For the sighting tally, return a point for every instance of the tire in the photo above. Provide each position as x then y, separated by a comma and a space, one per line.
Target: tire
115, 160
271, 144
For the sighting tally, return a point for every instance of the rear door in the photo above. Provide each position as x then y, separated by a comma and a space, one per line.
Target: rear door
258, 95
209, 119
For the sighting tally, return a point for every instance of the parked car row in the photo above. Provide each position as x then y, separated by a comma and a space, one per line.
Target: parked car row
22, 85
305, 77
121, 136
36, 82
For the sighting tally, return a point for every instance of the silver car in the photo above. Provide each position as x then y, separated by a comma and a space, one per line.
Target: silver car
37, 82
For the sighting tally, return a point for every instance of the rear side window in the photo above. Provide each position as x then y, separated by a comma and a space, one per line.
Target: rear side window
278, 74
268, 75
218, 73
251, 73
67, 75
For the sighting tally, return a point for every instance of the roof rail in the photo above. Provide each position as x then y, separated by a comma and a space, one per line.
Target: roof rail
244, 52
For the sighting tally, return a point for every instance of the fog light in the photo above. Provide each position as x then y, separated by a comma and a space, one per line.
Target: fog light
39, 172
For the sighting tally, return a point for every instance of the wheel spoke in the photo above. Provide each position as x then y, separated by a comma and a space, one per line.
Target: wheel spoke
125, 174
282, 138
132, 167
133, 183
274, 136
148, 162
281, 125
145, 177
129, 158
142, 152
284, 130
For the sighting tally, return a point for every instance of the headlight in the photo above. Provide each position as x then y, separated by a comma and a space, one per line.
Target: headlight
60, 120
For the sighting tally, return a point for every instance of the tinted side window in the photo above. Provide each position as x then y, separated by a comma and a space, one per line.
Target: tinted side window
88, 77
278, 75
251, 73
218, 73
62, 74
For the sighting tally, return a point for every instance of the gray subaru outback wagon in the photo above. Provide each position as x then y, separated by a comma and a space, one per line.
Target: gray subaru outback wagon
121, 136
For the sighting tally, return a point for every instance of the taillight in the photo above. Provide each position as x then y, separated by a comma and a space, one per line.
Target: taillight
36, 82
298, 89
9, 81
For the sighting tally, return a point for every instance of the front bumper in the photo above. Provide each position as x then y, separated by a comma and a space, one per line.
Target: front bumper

************

* **What is asked**
Please recast the listing above as a Markdown table with two columns, Row and Line, giving each line its row number and leaving out blank lines.

* **Written answer**
| Row | Line |
|---|---|
| 1 | For the sighting tally, return a point for every instance of the tire in the photo above. Provide each position as x then y, separated by a comma and a space, one per line. |
| 2 | Target: tire |
| 3 | 115, 160 |
| 4 | 271, 144 |
| 5 | For the sighting tally, return a point for every instance of the rear door in the photo above. Provide each position as x then y, separated by a comma and a space, one per line. |
| 6 | Target: rear door |
| 7 | 258, 95 |
| 8 | 209, 119 |
| 9 | For the sighting tally, return a point for every instance of the parked car row in the photo above. Provide each position as x then y, separated by a comma and a space, one per line. |
| 10 | Target: parked car row |
| 11 | 22, 85 |
| 12 | 305, 77 |
| 13 | 121, 136 |
| 14 | 36, 82 |
| 15 | For the sighting tally, return a point for every instance of the silver car in the photo above. Provide each position as x then y, separated by a comma and a space, one per line. |
| 16 | Target: silver car |
| 17 | 37, 82 |
| 18 | For the sighting tally, return a point for every instance of the rear side window in the photo above. Provide each position as x then y, separated by a comma and a space, one per line. |
| 19 | Target: rear side window |
| 20 | 278, 74 |
| 21 | 268, 75 |
| 22 | 218, 73 |
| 23 | 251, 73 |
| 24 | 67, 75 |
| 25 | For the sighting tally, return a point for every instance of the roof rail in the photo above. Provide each position as x then y, separated by a comma and a space, one per line. |
| 26 | Target: roof rail |
| 27 | 244, 52 |
| 28 | For the sighting tally, return a point for every instance of the fog light in the photo above. Provide each position as x then y, separated by a comma and a space, one per line. |
| 29 | Target: fog light |
| 30 | 39, 172 |
| 31 | For the sighting tally, return a point for every instance of the wheel spoke in the photo above. Provide each position as x then y, separated by a comma and a space, one per line. |
| 32 | Target: wheel spoke |
| 33 | 125, 174 |
| 34 | 282, 138 |
| 35 | 132, 167 |
| 36 | 133, 183 |
| 37 | 274, 136 |
| 38 | 148, 162 |
| 39 | 281, 125 |
| 40 | 145, 177 |
| 41 | 129, 158 |
| 42 | 142, 152 |
| 43 | 284, 130 |
| 44 | For the sighting tally, return a point for every instance of the headlight in the photo above. Provide each position as x then y, separated by a comma and a space, one per line. |
| 45 | Target: headlight |
| 46 | 60, 120 |
| 47 | For the sighting tally, return a point for every instance of the tinted side window in the photo above. Provide each position as x then y, separated by a comma and a space, one per line. |
| 48 | Target: tinted side window |
| 49 | 88, 77 |
| 50 | 278, 75 |
| 51 | 251, 73 |
| 52 | 218, 73 |
| 53 | 62, 74 |
| 54 | For the sighting tally, return a point for every instance of the gray subaru outback wagon in the photo above. Provide each position as x then y, separated by a comma and a space, one per line. |
| 55 | Target: gray subaru outback wagon |
| 56 | 121, 136 |
| 57 | For the sighting tally, return a point for every instance of the taillight in the photo above. Provide each position as x then y, separated by a comma and a space, one per line. |
| 58 | Target: taillight |
| 59 | 36, 82 |
| 60 | 298, 89 |
| 61 | 9, 81 |
| 62 | For the sighting tally, return a point for every instance of the front bumper in the photo above. Provide each position as x then y, separated by a comma and a space, one per line. |
| 63 | Target: front bumper |